▶ **MATERIAL**
□ □ □ □

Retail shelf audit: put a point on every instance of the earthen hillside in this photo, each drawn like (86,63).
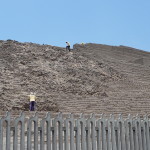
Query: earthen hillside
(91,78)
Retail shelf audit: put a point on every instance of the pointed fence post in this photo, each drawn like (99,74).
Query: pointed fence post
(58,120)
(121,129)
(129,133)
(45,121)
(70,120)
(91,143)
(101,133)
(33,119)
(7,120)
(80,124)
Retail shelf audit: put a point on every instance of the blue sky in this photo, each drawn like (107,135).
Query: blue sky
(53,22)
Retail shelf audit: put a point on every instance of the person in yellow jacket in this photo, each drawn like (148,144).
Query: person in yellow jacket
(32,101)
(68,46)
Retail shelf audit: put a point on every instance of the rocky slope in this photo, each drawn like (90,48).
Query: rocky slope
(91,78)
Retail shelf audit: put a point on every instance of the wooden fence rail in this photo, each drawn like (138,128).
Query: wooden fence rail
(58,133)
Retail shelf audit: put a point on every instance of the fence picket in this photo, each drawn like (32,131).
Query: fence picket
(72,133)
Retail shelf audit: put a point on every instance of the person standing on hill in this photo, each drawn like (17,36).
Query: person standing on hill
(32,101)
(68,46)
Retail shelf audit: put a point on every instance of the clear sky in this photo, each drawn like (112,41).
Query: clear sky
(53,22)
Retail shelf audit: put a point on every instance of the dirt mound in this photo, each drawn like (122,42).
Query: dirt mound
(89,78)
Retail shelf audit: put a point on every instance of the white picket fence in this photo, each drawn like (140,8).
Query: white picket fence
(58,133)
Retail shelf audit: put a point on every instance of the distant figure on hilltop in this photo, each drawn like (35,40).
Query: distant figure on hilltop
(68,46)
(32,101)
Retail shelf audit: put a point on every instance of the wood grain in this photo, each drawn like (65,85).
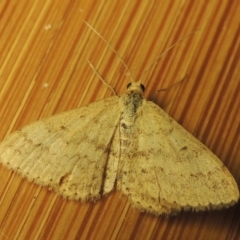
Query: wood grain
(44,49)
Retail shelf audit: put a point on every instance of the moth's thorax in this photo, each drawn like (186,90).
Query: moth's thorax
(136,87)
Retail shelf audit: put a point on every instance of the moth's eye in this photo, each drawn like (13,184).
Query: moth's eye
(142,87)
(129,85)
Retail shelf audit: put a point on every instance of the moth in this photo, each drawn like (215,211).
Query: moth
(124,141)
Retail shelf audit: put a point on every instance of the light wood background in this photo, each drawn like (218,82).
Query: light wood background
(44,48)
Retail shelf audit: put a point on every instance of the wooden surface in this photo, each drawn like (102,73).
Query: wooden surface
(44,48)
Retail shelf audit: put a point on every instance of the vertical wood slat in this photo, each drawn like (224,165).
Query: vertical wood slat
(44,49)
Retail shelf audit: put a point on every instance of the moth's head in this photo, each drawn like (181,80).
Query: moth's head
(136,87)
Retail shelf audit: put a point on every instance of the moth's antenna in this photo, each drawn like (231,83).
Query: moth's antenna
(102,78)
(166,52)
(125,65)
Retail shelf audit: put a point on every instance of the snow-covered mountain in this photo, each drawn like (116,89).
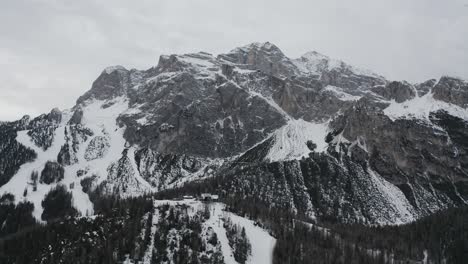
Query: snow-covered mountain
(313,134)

□ □ □ □

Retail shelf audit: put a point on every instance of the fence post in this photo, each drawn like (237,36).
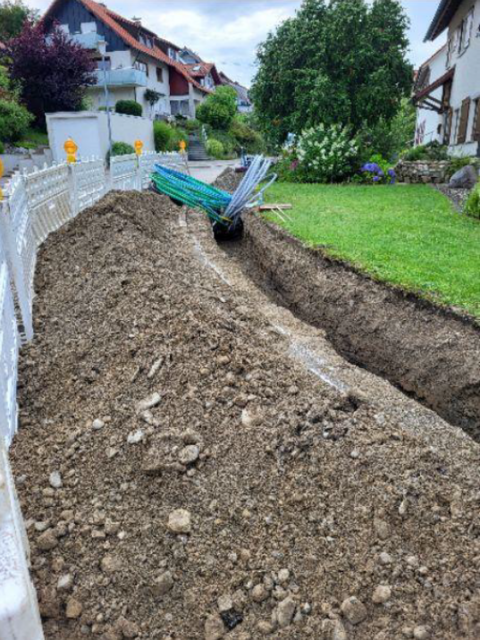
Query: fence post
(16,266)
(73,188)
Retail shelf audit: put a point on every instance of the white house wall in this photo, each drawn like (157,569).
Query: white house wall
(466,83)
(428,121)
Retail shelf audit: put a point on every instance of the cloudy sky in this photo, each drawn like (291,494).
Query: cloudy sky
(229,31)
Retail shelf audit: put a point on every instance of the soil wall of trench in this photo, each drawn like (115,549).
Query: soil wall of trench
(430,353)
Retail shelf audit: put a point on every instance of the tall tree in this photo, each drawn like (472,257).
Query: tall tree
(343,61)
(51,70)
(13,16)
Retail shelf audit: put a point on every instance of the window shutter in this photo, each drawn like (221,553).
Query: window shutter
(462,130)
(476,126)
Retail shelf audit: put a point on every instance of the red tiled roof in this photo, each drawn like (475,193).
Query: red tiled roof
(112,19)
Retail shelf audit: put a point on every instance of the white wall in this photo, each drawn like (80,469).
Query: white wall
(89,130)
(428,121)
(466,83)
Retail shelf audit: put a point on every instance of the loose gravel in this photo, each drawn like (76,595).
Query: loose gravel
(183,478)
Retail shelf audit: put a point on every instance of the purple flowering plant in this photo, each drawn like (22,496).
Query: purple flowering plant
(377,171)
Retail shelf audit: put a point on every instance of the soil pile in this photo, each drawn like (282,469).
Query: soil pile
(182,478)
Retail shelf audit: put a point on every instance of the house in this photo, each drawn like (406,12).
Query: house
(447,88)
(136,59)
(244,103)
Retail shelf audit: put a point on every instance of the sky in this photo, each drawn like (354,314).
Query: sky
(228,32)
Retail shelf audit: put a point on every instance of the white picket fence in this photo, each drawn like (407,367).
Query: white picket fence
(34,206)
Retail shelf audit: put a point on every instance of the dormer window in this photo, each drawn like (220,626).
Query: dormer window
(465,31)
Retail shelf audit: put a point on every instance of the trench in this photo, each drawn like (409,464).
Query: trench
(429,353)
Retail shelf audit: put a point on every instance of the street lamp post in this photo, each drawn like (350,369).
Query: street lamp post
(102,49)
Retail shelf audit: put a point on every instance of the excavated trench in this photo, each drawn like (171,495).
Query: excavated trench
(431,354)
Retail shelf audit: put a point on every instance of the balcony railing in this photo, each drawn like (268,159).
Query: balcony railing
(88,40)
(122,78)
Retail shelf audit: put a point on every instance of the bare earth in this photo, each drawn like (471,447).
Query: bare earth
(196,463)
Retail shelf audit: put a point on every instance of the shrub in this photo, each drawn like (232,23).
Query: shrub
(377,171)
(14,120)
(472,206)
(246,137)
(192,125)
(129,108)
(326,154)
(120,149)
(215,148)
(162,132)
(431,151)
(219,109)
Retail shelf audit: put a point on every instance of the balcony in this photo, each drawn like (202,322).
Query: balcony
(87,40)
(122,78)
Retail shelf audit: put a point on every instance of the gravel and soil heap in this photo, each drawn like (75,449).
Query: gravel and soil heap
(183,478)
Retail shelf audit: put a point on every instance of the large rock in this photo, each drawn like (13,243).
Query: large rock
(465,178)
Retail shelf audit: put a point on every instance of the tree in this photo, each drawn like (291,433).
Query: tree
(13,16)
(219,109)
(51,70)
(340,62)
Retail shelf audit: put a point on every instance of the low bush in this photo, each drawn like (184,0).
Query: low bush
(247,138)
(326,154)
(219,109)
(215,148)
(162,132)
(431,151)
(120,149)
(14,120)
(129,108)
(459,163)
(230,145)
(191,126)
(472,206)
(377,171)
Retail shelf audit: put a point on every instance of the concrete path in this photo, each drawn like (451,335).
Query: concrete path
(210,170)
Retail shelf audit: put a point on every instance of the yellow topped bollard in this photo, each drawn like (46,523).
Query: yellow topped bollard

□ □ □ □

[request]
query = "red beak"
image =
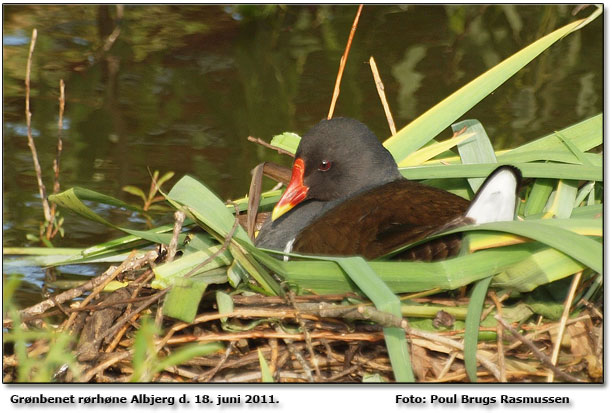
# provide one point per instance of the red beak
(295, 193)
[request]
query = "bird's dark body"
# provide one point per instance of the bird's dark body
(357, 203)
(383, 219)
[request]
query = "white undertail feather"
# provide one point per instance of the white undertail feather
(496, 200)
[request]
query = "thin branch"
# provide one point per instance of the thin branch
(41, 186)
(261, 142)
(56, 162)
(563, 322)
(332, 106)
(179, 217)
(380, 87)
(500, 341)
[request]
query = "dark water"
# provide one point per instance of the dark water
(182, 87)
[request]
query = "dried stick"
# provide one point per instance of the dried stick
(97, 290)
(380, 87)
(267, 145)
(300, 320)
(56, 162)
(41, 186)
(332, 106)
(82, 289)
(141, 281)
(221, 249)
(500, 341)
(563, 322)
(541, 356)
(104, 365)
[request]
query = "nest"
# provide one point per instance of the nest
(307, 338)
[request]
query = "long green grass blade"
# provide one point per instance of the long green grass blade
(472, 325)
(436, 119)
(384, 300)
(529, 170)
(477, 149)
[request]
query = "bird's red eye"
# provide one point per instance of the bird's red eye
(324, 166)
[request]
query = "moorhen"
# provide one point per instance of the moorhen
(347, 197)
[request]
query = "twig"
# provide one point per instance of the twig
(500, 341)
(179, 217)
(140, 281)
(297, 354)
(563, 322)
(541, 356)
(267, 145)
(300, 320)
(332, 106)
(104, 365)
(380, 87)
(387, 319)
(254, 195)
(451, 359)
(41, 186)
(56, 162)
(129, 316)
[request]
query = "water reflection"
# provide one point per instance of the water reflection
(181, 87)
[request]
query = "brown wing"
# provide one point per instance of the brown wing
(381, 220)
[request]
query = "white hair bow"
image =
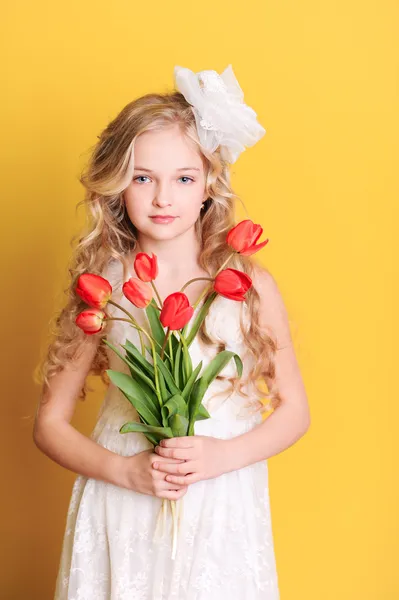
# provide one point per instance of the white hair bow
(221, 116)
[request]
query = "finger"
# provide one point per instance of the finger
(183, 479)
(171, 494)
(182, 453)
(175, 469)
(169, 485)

□ □ □ □

▶ **REQUIREMENT**
Duplicate the data that opens with the line containing "drawn like (291,433)." and closes with the line containing "Query: yellow topped bollard", including both of those lines.

▶ **SOLUTION TO THIS EXERCISE**
Retail shelf audit: put a point on every instance of the tree in this photo, each drawn like (291,433).
Query: tree
(13,16)
(219,109)
(51,70)
(340,62)
Retail shelf audit: put a point on every instance of the low bush in this photo, each drawn like (184,0).
Query: low bush
(247,138)
(326,154)
(219,109)
(215,148)
(162,132)
(431,151)
(120,149)
(14,120)
(129,108)
(459,163)
(230,145)
(191,126)
(472,206)
(377,171)
Retail shelf audit: put a point on every instance of the concrete path in this photo, each drawn like (451,335).
Query: concrete path
(210,170)
Retail shelf audit: put a point on every instance of the yellow topped bollard in this photo, each drawn like (46,523).
Query: yellow topped bollard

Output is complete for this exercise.